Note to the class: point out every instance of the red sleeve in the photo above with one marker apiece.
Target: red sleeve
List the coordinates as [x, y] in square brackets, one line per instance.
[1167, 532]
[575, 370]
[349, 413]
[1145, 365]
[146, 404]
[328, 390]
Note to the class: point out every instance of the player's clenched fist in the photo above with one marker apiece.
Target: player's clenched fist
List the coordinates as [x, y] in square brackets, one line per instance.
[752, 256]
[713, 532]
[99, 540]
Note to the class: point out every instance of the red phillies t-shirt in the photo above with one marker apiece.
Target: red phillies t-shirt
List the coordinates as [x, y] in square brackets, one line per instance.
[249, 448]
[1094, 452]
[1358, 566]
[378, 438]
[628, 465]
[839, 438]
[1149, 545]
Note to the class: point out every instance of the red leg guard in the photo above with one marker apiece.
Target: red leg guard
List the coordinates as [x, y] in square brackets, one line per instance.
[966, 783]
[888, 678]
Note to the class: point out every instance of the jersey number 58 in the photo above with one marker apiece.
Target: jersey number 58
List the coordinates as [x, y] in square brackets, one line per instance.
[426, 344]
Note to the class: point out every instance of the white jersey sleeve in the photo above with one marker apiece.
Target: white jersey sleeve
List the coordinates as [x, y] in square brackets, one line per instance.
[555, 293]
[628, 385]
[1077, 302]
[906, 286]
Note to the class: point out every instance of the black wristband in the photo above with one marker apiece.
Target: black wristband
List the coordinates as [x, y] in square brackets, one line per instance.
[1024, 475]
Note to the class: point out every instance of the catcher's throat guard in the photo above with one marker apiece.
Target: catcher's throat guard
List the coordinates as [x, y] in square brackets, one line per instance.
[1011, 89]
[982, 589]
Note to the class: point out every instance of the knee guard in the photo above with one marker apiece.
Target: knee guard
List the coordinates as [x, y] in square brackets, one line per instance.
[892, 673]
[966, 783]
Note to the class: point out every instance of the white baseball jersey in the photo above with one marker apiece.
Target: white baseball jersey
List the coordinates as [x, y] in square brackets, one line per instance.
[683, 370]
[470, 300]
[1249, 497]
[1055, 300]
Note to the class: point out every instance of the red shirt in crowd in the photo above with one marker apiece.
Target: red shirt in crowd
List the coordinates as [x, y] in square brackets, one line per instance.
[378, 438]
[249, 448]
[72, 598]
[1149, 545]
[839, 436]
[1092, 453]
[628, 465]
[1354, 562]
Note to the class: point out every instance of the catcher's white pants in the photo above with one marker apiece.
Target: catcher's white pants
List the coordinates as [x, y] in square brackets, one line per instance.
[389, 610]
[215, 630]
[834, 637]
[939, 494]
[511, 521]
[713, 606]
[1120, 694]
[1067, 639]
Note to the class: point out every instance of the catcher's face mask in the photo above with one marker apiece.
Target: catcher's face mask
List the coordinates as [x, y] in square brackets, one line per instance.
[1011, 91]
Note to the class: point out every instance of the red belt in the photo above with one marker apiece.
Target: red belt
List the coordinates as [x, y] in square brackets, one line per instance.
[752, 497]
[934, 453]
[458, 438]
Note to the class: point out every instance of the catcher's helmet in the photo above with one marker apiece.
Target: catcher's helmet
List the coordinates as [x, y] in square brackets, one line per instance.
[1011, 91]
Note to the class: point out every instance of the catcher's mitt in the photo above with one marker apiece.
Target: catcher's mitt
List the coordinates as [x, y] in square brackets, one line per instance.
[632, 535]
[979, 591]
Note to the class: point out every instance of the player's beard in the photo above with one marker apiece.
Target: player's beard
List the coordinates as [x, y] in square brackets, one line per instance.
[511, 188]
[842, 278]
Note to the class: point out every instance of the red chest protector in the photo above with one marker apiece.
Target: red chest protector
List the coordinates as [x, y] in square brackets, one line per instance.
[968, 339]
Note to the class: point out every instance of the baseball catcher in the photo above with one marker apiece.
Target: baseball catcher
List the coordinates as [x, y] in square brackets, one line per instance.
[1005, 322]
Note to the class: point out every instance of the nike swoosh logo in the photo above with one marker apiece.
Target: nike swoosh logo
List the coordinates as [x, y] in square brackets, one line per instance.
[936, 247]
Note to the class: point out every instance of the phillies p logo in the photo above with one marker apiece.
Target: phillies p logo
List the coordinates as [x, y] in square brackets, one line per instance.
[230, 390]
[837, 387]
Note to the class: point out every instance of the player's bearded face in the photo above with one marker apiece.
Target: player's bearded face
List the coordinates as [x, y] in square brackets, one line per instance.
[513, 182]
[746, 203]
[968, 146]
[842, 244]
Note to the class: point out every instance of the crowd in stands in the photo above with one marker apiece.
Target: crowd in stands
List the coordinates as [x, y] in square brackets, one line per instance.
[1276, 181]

WHAT IS BEING ASKED: Can you rewrite the entries from the line holding "Note to the class: point out every instance of the black" through the line holding "[1067, 639]", inclusive, replacing "throat guard" with "neck guard" and leaving everything else as it is? Return only those lines.

RESULT OF THIS EXERCISE:
Note to the class: point out every instance of the black wristband in the photo above with one marker apiece.
Target: black wristband
List the coordinates as [x, y] in square brackets, one line per instance.
[1024, 475]
Note to the class: point out every instance of the catcher's neck guard in the photo above with one marker apiece.
Target: catcher's neck guard
List the coordinates as [x, y] in square brackets, one line per instance.
[1011, 89]
[982, 589]
Note to the class: point out every instance of the knee guard in the photo above with one marker apiece.
Target: knee guard
List the coordinates as [x, y] in square brackets, one line per instance.
[892, 673]
[966, 783]
Note to the class: point out every instance of the white baseball jersey in the photo above with one marker apiece.
Target: white baseball jersey
List the coordinates as [x, y] in square brackets, one line per instance.
[683, 370]
[470, 300]
[1249, 497]
[1055, 300]
Note to the class: point out every instance of the red shirt in crowd in the photo above with one marker apiece.
Target: red shirt in crowd
List the coordinates as [x, y] in square brackets, one line per instance.
[378, 438]
[249, 448]
[72, 598]
[1149, 545]
[839, 436]
[1092, 453]
[628, 465]
[1354, 562]
Note to the class: point out every instance of the catcher's white pants in the photo above with one marker apiece.
Target: catcher's white pants
List the coordinates as [x, y] in square brackets, one line per instance.
[389, 610]
[215, 630]
[834, 637]
[939, 494]
[511, 521]
[713, 606]
[1120, 694]
[1067, 639]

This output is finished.